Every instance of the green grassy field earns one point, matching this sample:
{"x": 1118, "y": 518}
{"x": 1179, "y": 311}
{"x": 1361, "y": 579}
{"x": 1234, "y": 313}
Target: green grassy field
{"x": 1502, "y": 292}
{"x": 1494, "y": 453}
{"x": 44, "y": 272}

•••••

Rewrite the whole listing above, requests included, raising every x and y value in the answer coordinates by 146. Keep the sample coordinates under the first request unchanged.

* **TASK ANSWER**
Every instance of the green grassy field earns one point, matching this sample:
{"x": 1118, "y": 518}
{"x": 1179, "y": 311}
{"x": 1361, "y": 579}
{"x": 1234, "y": 313}
Target: green grassy field
{"x": 1648, "y": 438}
{"x": 1640, "y": 599}
{"x": 190, "y": 418}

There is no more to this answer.